Written task. Rewrite the lines of every item below as a numbered list, omitting any blank lines.

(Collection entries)
===

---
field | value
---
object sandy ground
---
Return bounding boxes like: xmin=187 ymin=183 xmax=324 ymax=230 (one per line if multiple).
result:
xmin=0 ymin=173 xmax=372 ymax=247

===

Correct response.
1. ---
2. field | value
3. ---
4. object sandy ground
5. ---
6. Return bounding boxes like: xmin=187 ymin=183 xmax=324 ymax=230 (one per line if multiple).
7. result:
8. xmin=0 ymin=173 xmax=372 ymax=247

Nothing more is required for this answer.